Written task » Can you reproduce the material below verbatim, from its very first line through the line containing "xmin=118 ymin=8 xmax=152 ymax=25", with that line included?

Rows of box annotation data »
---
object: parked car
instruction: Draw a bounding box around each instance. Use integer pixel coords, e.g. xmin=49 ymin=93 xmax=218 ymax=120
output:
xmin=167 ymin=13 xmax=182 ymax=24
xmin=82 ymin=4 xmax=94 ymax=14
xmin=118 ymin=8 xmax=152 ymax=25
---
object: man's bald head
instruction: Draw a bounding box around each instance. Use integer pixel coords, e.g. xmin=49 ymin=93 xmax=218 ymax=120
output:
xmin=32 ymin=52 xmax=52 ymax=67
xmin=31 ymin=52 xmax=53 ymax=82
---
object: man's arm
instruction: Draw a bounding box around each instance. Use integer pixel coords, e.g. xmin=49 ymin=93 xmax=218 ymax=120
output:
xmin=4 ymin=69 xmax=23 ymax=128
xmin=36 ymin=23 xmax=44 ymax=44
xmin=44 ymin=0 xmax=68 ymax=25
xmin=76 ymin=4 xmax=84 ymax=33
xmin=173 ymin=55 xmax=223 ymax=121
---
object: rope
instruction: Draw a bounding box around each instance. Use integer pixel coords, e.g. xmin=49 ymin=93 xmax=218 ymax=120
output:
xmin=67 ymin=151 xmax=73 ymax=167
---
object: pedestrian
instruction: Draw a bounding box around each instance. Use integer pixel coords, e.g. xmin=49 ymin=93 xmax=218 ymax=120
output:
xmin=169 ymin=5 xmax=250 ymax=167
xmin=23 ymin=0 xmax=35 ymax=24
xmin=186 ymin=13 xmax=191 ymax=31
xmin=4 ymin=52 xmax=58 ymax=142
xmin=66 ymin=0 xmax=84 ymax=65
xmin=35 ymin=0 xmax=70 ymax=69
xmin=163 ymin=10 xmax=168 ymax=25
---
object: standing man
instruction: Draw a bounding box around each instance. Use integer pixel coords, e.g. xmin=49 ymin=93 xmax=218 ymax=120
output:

Exercise result »
---
object: parked car
instruction: Draw a bounding box around each instance. Use integer pixel coords, e.g. xmin=49 ymin=93 xmax=218 ymax=120
output:
xmin=167 ymin=13 xmax=182 ymax=24
xmin=82 ymin=4 xmax=94 ymax=14
xmin=118 ymin=8 xmax=152 ymax=25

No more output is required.